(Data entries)

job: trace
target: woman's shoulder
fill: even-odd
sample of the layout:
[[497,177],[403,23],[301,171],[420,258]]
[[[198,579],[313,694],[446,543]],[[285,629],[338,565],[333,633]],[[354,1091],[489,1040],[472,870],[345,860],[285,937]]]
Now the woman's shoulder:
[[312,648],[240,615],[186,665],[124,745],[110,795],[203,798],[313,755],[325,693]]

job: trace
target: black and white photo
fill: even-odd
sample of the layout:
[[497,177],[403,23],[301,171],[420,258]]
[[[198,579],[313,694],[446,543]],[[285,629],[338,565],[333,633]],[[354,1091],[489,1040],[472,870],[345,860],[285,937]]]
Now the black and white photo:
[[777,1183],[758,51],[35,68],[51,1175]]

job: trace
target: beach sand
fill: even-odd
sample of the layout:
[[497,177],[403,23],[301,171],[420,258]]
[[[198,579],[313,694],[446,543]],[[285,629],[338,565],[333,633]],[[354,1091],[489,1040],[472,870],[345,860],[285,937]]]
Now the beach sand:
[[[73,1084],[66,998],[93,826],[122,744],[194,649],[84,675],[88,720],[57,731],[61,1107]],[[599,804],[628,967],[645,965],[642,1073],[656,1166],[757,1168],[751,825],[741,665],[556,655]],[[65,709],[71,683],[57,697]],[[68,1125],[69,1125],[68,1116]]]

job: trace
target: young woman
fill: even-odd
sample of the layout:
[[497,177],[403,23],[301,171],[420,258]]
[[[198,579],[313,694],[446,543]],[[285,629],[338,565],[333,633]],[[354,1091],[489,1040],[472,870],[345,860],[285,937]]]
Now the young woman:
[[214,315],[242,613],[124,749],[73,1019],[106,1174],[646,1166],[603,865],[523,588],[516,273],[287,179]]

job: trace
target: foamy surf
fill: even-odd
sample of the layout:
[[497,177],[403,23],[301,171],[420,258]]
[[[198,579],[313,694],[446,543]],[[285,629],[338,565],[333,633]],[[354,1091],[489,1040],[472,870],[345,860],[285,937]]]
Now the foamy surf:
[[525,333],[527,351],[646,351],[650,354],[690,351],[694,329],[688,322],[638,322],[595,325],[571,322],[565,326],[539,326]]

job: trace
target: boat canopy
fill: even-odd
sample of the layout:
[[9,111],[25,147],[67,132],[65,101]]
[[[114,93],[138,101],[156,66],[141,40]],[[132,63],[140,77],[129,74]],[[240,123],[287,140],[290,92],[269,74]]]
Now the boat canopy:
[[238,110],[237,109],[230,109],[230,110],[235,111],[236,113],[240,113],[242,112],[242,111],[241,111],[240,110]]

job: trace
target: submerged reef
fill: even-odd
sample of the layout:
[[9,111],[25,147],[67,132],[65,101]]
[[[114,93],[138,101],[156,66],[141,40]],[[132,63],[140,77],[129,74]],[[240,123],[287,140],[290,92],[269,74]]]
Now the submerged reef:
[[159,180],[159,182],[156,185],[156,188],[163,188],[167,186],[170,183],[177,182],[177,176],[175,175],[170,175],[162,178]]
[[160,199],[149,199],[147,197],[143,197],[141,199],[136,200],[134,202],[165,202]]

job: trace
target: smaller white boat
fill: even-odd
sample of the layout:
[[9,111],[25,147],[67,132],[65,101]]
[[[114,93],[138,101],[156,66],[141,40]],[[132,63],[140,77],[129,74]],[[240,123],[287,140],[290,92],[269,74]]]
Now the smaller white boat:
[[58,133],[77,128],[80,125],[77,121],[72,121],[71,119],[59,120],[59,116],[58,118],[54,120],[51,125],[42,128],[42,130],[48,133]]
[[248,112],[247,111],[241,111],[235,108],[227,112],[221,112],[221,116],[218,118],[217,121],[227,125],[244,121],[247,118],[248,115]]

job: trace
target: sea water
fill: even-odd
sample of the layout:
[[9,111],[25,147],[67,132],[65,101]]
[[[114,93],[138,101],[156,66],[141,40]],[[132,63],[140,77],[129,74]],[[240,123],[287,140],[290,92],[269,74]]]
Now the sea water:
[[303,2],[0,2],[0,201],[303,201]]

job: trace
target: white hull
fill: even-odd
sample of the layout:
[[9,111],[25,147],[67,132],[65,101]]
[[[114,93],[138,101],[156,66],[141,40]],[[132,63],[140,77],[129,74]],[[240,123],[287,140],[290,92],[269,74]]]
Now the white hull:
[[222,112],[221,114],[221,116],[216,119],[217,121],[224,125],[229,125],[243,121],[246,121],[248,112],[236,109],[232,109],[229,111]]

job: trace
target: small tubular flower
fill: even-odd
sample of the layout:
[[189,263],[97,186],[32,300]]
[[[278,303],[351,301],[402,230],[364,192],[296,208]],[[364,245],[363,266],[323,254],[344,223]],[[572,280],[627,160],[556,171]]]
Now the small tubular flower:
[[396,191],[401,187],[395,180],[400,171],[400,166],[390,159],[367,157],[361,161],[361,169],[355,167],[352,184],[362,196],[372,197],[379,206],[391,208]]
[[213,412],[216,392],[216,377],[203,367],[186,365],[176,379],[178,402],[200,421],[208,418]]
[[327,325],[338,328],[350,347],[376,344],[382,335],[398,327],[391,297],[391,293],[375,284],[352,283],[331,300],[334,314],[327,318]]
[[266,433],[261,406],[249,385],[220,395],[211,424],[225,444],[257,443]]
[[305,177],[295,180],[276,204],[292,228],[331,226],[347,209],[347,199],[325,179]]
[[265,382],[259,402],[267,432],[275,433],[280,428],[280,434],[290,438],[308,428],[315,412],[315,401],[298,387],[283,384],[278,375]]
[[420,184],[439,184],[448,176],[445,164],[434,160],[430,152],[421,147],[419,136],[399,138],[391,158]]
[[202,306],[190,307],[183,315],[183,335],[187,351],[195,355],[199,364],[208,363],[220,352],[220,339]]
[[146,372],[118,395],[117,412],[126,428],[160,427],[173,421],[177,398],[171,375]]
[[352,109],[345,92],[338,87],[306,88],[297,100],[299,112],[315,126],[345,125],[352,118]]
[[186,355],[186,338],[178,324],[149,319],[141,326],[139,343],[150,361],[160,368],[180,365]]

Work required —
All records above must be set down exactly, please.

Solution —
job: trace
target: woman's shoulder
fill: even-odd
sample of the layout:
[[497,177],[403,23],[301,171],[420,258]]
[[[198,579],[313,694],[446,543]],[[285,629],[338,565],[333,633]],[[354,1091],[489,1040],[472,870],[345,860],[285,937]]]
Now the woman's shoulder:
[[312,648],[240,615],[186,665],[124,745],[110,795],[203,798],[313,755],[325,693]]

job: trace
target: black and white photo
fill: even-odd
sample of the layout:
[[497,177],[403,23],[301,171],[420,258]]
[[[198,579],[313,694],[446,543]],[[285,629],[338,565],[333,633]],[[354,1091],[489,1040],[472,870],[345,860],[285,937]]]
Now the black and white photo:
[[777,1183],[758,51],[35,68],[51,1175]]

job: trace
target: beach sand
fill: even-odd
sample of the layout:
[[497,177],[403,23],[301,171],[420,258]]
[[[198,579],[313,694],[446,543]],[[285,629],[338,565],[333,633]],[[354,1091],[489,1040],[472,870],[345,860],[285,937]]]
Now the beach sand:
[[[73,1084],[66,998],[93,826],[122,744],[194,649],[84,675],[88,720],[57,731],[61,1107]],[[599,804],[628,967],[645,965],[642,1073],[656,1166],[757,1168],[751,825],[741,665],[556,655]],[[65,709],[71,683],[57,697]],[[68,1125],[69,1125],[68,1116]]]

job: trace
target: young woman
fill: even-odd
sample of the layout:
[[497,177],[403,23],[301,171],[420,258]]
[[[198,579],[313,694],[446,543]],[[285,629],[338,565],[333,633]],[[354,1091],[489,1040],[472,870],[345,860],[285,937]]]
Now the young woman:
[[214,315],[242,613],[124,749],[73,1019],[106,1174],[646,1166],[603,865],[523,588],[516,273],[287,179]]

job: trace
target: foamy surf
fill: even-odd
sample of the layout:
[[497,177],[403,23],[301,171],[420,258]]
[[[198,579],[313,694],[446,543]],[[285,629],[338,565],[333,633]],[[354,1091],[489,1040],[472,870],[345,860],[285,937]]]
Now the foamy surf:
[[525,333],[527,351],[646,351],[650,354],[690,351],[694,329],[688,322],[638,322],[595,325],[571,322],[565,326],[539,326]]

job: trace
target: boat canopy
fill: even-odd
sample of the layout:
[[9,111],[25,147],[67,132],[65,101]]
[[[114,93],[138,101],[156,66],[141,40]],[[132,63],[140,77],[129,74]],[[240,123],[287,140],[290,92],[269,74]]]
Now the boat canopy:
[[238,110],[237,109],[230,109],[230,110],[235,111],[236,113],[240,113],[242,112],[242,111],[241,111],[240,110]]

job: trace
target: submerged reef
fill: even-odd
sample of the layout:
[[9,111],[25,147],[67,132],[65,101]]
[[[114,93],[138,101],[156,66],[141,40]],[[132,63],[140,77],[129,74]],[[240,123],[287,140],[290,92],[269,74]]]
Now the submerged reef:
[[159,180],[159,182],[156,185],[156,188],[163,188],[167,186],[170,183],[177,182],[177,176],[175,175],[170,175],[162,178]]
[[160,199],[149,199],[147,197],[143,197],[141,199],[136,200],[134,202],[165,202]]

job: trace
target: smaller white boat
fill: even-odd
sample of the layout:
[[9,111],[25,147],[67,132],[65,101]]
[[[114,93],[138,101],[156,66],[141,40]],[[132,63],[140,77],[129,74]],[[240,123],[287,140],[290,92],[269,74]]]
Now the smaller white boat:
[[58,133],[77,128],[80,125],[77,121],[72,121],[71,119],[59,120],[59,116],[58,118],[54,120],[51,125],[42,128],[42,130],[48,133]]
[[248,112],[247,111],[241,111],[235,108],[227,112],[221,112],[221,116],[218,118],[217,121],[227,125],[244,121],[247,118],[248,115]]

job: trace
target: sea water
fill: even-odd
sample of the layout:
[[9,111],[25,147],[67,132],[65,101]]
[[[114,93],[138,101],[156,66],[141,40]],[[132,63],[140,77],[129,74]],[[240,123],[287,140],[290,92],[269,74]]]
Now the sea water:
[[303,2],[0,2],[0,201],[303,201]]

job: trace
target: white hull
fill: even-odd
sample of the layout:
[[9,111],[25,147],[67,132],[65,101]]
[[[114,93],[138,101],[156,66],[141,40]],[[132,63],[140,77],[129,74]],[[240,123],[287,140],[290,92],[269,74]]]
Now the white hull:
[[222,112],[221,114],[221,116],[216,119],[217,121],[224,125],[229,125],[243,121],[246,121],[248,112],[236,109],[232,109],[229,111]]

job: trace
target: small tubular flower
fill: even-odd
sample of the layout:
[[189,263],[97,186],[32,300]]
[[[278,303],[351,301],[402,230],[364,192],[296,208]],[[364,245],[363,266],[323,254],[344,223]],[[572,280],[627,160],[556,171]]]
Now the small tubular flower:
[[396,191],[401,187],[395,180],[400,171],[400,166],[390,159],[367,157],[361,161],[361,169],[355,167],[352,184],[362,196],[372,197],[379,206],[391,208]]
[[213,412],[216,392],[216,377],[203,367],[186,365],[176,379],[178,402],[200,421],[208,418]]
[[327,325],[338,328],[350,347],[376,344],[382,335],[398,327],[391,297],[391,293],[375,284],[352,283],[331,300],[334,314],[327,318]]
[[266,433],[261,406],[249,385],[220,395],[211,424],[225,444],[257,443]]
[[305,177],[295,180],[276,204],[292,228],[331,226],[347,209],[347,199],[325,179]]
[[265,382],[259,402],[267,432],[275,433],[280,428],[280,434],[290,438],[308,428],[315,412],[315,401],[298,387],[283,384],[278,375]]
[[420,184],[439,184],[448,176],[445,164],[434,160],[430,152],[421,147],[419,136],[399,138],[391,158]]
[[202,306],[190,307],[183,315],[183,335],[187,351],[195,355],[199,364],[208,363],[220,352],[220,339]]
[[146,372],[118,395],[117,412],[126,428],[160,427],[173,421],[177,398],[171,375]]
[[352,109],[345,92],[338,87],[306,88],[297,100],[299,112],[315,126],[345,125],[352,118]]
[[186,355],[186,338],[178,324],[149,319],[141,326],[139,343],[150,361],[160,368],[180,365]]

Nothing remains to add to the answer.